_EXERCISE REQUIREMENTS:_
A - In the definite integral thread, what does the original poster say about the constants a, b, and c?
B - Resume the definite integral thread from where it stops.

━━━ TEXT EXCERPT ━━━

# Definite integral

1. Jan 24, 2006

### ari_a

Can anyone help me integrating the folowwing integrand from zero to infinity:
x*ln^2(ax)*exp(-bx^2+cx)
where a,b and c are real and pisitive constants.
Thanks

Last edited: Jan 24, 2006
2. Jan 24, 2006

### maverick6664

First term diverges with $$x \rightarrow \infty$$. Is the region really from 0 to infinity? If possible, please post in TeX.
But first term is not difficult. Using partial integral,

$$\int x (\ln ax)^2 dx = 1/2 x^2 (\ln ax)^2 - \int \frac {ax^2} {ax} \ln ax dx = \frac 1 2 x^2 (\ln ax)^2 - \int x \ln ax dx$$.

Using partial integral on the second term, it is

$$\frac 1 2 x^2 \ln ax - \frac 1 2 \int ax^2 \frac 1 {ax} dx = \frac 1 2 x^2 \ln ax - \frac 1 4 x^2$$

So in total,

$$\int x (\ln ax)^2 dx = \frac 1 2 x^2((\ln ax))^2 - \ln ax) + \frac 1 4 x^2$$.

━━━ RECORD LIST ━━━

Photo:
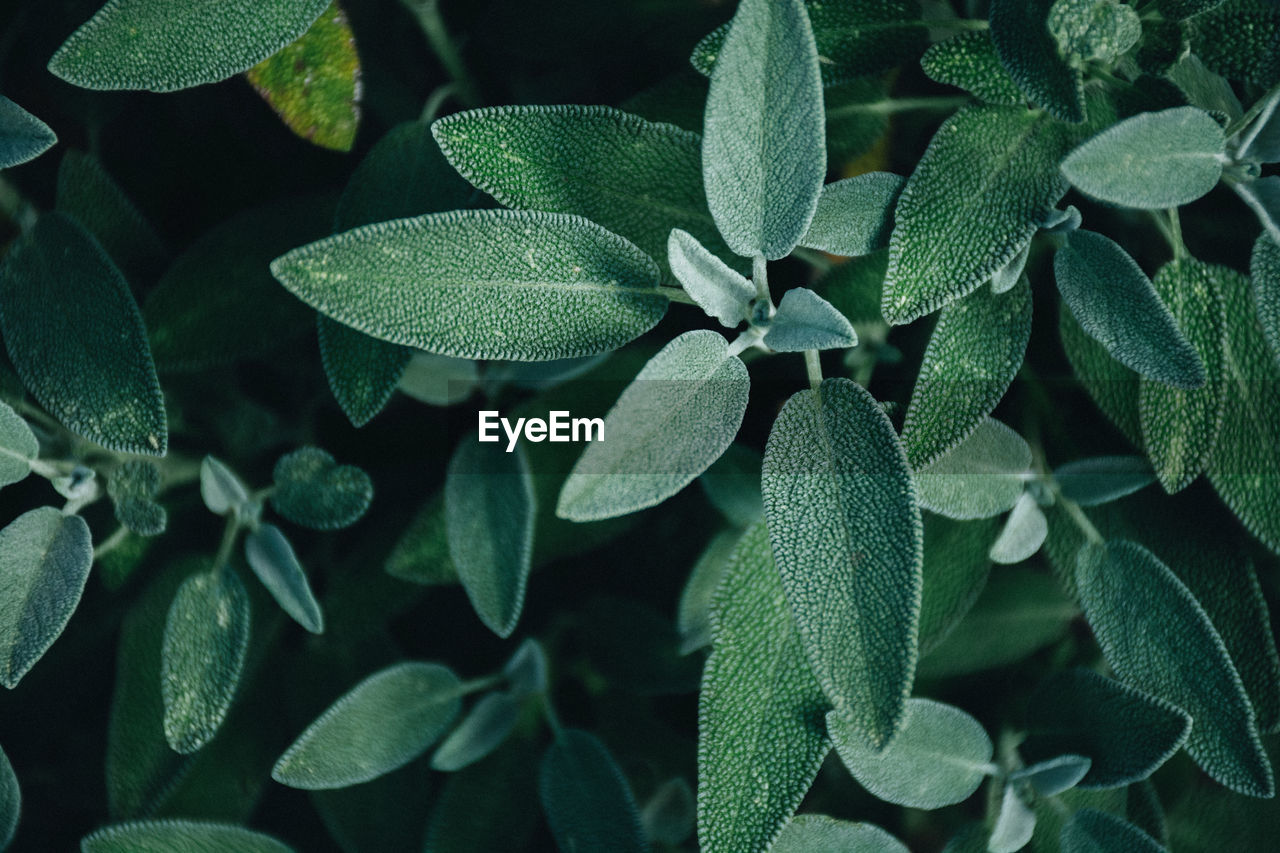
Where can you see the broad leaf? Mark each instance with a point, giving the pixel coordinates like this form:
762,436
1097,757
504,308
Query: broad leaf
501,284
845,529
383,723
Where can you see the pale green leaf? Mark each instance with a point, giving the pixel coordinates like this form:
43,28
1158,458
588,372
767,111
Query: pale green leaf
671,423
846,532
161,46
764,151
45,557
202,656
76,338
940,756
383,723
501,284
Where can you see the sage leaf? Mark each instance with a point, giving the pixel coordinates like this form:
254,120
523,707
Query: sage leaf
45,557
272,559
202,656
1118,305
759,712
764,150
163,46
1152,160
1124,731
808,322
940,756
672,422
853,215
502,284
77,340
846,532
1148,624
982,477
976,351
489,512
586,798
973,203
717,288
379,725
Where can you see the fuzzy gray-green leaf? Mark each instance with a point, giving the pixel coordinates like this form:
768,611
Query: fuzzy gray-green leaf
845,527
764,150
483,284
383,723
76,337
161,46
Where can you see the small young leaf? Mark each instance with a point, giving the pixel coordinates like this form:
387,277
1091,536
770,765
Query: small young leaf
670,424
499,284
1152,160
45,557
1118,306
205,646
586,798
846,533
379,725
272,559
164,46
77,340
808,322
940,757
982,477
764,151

━━━

_EXPECTED RESPONSES:_
A - They are real and positive.

B -
The second term can be integrated from $$-\infty \rightarrow \infty$$

Last edited: Jan 24, 2006
3. Jan 24, 2006

### maverick6664

As for $$\exp(-bx^2+cx)$$, it can be integrated for some kinds of limited regions...(AFAIK) using Gaussian integral. i.e. Put

$$I = \int_{-\infty}^\infty \exp(-x^2) dx$$.

Then

$$I^2 = \int_{-\infty}^\infty \int_{-\infty}^\infty \exp(-(x^2 + y^2)) dx dy = 2 \pi \int_0^\infty r \exp(-r^2) dr = \pi$$

So $$I = \sqrt \pi.$$

But exp(-bx^2+cx) is another thing if the range is different.... If the region is from $$-\infty \rightarrow \infty$$

$$\int_{-\infty}^\infty \exp(-bx^2 + cx) dx = \int_{\infty}^\infty \exp(-b(x-\frac c {2b}) ^ 2 + \frac {c^2} {4b}) dx = \sqrt \pi \exp (c^2/4b) / \sqrt b$$

I cannot go further..

Last edited: Jan 24, 2006
4. Jan 24, 2006

### ari_a

I'm very sorry. I was mistaken. It should be a multiplication of the two terms, not sum. The integrand is now corrected in the original message.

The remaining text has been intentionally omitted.